[Stored dataset items]
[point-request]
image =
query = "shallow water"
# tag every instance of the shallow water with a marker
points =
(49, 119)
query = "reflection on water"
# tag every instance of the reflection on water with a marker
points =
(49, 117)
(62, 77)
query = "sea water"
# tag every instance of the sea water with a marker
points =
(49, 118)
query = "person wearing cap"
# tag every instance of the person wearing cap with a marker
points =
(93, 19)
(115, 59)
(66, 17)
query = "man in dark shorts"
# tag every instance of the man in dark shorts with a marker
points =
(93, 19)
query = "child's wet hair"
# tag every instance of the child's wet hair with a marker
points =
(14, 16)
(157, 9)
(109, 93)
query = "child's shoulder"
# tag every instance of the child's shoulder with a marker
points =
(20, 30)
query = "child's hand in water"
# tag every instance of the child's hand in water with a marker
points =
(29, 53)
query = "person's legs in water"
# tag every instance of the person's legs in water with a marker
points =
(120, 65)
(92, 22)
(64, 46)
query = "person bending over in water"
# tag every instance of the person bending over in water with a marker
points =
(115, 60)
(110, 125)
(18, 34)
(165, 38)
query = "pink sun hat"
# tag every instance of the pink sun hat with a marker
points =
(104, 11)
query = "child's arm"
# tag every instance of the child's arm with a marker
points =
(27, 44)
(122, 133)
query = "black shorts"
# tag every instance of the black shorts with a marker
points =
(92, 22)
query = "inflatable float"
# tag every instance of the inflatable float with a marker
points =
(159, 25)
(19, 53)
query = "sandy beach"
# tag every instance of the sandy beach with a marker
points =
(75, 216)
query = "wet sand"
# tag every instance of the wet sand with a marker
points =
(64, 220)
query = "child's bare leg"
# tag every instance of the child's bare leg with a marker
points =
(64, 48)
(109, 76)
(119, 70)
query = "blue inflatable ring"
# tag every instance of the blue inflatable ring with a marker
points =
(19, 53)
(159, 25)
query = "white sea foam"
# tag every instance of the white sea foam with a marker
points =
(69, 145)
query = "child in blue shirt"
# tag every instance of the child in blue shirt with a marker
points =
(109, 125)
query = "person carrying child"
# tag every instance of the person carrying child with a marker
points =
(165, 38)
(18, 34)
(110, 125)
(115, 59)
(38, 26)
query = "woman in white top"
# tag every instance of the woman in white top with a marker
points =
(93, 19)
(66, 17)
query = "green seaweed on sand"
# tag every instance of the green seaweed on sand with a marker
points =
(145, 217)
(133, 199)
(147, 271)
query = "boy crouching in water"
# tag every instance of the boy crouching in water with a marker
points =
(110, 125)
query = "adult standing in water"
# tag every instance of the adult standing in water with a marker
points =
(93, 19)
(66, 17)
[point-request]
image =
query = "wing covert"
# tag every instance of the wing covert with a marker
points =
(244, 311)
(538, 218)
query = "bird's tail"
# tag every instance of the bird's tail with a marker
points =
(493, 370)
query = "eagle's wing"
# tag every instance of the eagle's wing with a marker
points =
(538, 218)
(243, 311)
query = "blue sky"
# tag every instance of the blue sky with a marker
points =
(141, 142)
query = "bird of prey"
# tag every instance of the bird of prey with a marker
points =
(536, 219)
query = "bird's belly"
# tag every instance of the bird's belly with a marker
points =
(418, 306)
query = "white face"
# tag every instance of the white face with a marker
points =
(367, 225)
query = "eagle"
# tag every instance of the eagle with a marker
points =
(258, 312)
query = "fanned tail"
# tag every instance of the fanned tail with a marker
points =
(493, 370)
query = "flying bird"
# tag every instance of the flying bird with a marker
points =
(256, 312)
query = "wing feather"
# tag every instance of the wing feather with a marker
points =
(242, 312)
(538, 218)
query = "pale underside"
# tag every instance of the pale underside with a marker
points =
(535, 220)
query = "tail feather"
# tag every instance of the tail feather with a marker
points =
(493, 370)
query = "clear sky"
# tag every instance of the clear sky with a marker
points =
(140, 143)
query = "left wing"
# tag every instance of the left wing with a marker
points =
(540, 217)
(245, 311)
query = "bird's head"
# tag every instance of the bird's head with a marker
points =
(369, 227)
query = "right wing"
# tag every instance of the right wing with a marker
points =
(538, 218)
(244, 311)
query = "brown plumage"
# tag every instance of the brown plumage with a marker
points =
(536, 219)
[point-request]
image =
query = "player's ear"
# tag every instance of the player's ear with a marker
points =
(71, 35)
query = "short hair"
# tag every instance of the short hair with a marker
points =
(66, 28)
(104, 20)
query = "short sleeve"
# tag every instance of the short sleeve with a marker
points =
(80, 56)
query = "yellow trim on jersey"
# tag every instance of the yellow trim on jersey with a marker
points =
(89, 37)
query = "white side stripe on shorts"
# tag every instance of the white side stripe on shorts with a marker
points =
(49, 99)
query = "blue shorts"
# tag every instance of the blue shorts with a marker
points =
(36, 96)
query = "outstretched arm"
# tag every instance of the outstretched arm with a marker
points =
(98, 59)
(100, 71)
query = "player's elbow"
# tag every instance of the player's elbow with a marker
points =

__Assigned task__. Each entry is to be given again, exactly as it stands.

__Task output__.
[point-request]
image =
query = "shallow water"
# tag every instance of the shallow water with a marker
points =
(49, 119)
query = "reflection on water"
# tag every instance of the reflection on water with a marker
points =
(49, 117)
(62, 77)
query = "sea water"
# tag every instance of the sea water with a marker
points =
(49, 118)
query = "person wearing cap"
# tag every instance of the person wearing cap with a marker
points =
(93, 19)
(115, 59)
(66, 17)
query = "man in dark shorts"
# tag every instance of the man in dark shorts with a marker
points =
(93, 19)
query = "child's wet hair"
# tag every instance of the child's wet hair with a marker
points =
(14, 16)
(157, 9)
(109, 93)
query = "child's shoulder"
# tag every instance of the child's shoulder with a marker
points =
(20, 30)
query = "child's hand in water"
# tag every instance of the child's hand in water with a marker
points =
(29, 53)
query = "person's legs in water"
# tag every instance of the person's legs in water with a marker
points =
(120, 65)
(92, 22)
(64, 46)
query = "person bending over in water"
# tag every instance of the person bending over in water with a marker
points =
(115, 60)
(110, 125)
(18, 34)
(165, 38)
query = "pink sun hat"
# tag every instance of the pink sun hat with a marker
points =
(104, 11)
query = "child's arm"
# tag every instance of the child's arm with a marker
points =
(27, 44)
(122, 133)
query = "black shorts"
# tag every instance of the black shorts with a marker
points =
(92, 22)
query = "inflatable float"
# tag every instance of the inflatable float with a marker
points =
(159, 25)
(19, 53)
query = "sandy beach"
# tag every instance of the sandy beach with a marker
points =
(75, 216)
query = "wet sand"
# tag every instance of the wet sand with a marker
points =
(64, 220)
query = "child's bare leg"
# tag every instance of the child's bare leg with a marker
points =
(64, 48)
(109, 76)
(119, 70)
query = "blue inflatable ring"
# tag every instance of the blue inflatable ring with a marker
points =
(19, 53)
(159, 25)
query = "white sea foam"
# tag every instance of the white sea foam with a marker
points =
(69, 145)
query = "child in blue shirt"
# tag every instance of the child in blue shirt with a marker
points =
(109, 125)
query = "person carrying child"
# tag every instance of the person carrying child with a marker
points =
(165, 38)
(18, 34)
(110, 125)
(115, 59)
(38, 26)
query = "woman in white top"
# tag every instance of the woman in white top with a marker
points =
(93, 19)
(66, 17)
query = "green seaweed on sand"
# tag every instance of the green seaweed on sand with a marker
points =
(145, 217)
(133, 199)
(147, 271)
query = "boy crouching in water"
# tag every instance of the boy crouching in water with a marker
points =
(110, 125)
query = "adult standing in water"
# tag every instance of the adult standing in water with a marker
points =
(93, 19)
(66, 17)
[point-request]
image =
query = "wing covert"
# tag every instance of the wing covert with a marker
points =
(244, 311)
(538, 218)
query = "bird's tail"
# tag every instance of the bird's tail with a marker
points =
(493, 370)
query = "eagle's wing"
# tag every instance of the eagle's wing with a marker
points =
(538, 218)
(243, 311)
query = "blue sky"
# tag every instance of the blue sky with a marker
points =
(141, 142)
query = "bird of prey"
# tag every instance of the bird of prey with a marker
points =
(536, 219)
query = "bird's belly"
# tag every instance of the bird's belly with a marker
points =
(418, 306)
query = "white face"
# tag every instance of the white face with a marker
points =
(367, 225)
query = "eagle"
# tag every instance of the eagle with a marker
points =
(258, 312)
query = "fanned tail"
# tag every instance of the fanned tail with a marker
points =
(493, 370)
query = "flying bird"
# tag every instance of the flying bird with a marker
points =
(256, 312)
query = "wing feather"
# tag every instance of the wing feather with a marker
points =
(242, 312)
(538, 218)
query = "pale underside"
# tag every instance of the pale underside with a marker
points =
(535, 220)
query = "tail feather"
# tag every instance of the tail feather with a marker
points =
(493, 370)
query = "clear sky"
# tag every instance of the clear sky with a marker
points =
(140, 143)
query = "left wing"
# tag every instance of the left wing with a marker
points =
(540, 217)
(245, 311)
query = "bird's head"
# tag every instance of the bird's head with a marker
points =
(369, 227)
query = "right wing"
# tag every instance of the right wing with a marker
points =
(538, 218)
(244, 311)
query = "brown plumage"
# tag every instance of the brown plumage with a marker
points =
(536, 219)
[point-request]
image =
query = "player's ear"
# tag every instance of the player's ear with a marker
points =
(71, 35)
query = "short hair"
# tag every instance of the short hair with a marker
points =
(66, 28)
(104, 20)
query = "short sleeve"
# tag every instance of the short sleeve with a marker
points =
(80, 56)
query = "yellow trim on jersey"
# tag every instance of the yellow trim on jersey with a marker
points =
(89, 37)
query = "white side stripe on shorts"
# tag every instance of the white side stripe on shorts with a marker
points =
(49, 99)
query = "blue shorts"
# tag every instance of the blue shorts with a marker
points =
(36, 96)
query = "outstretched arm"
# tag every instance of the outstretched arm with a marker
points =
(98, 59)
(100, 71)
query = "player's elbow"
# tag every instance of the player's elbow with a marker
points =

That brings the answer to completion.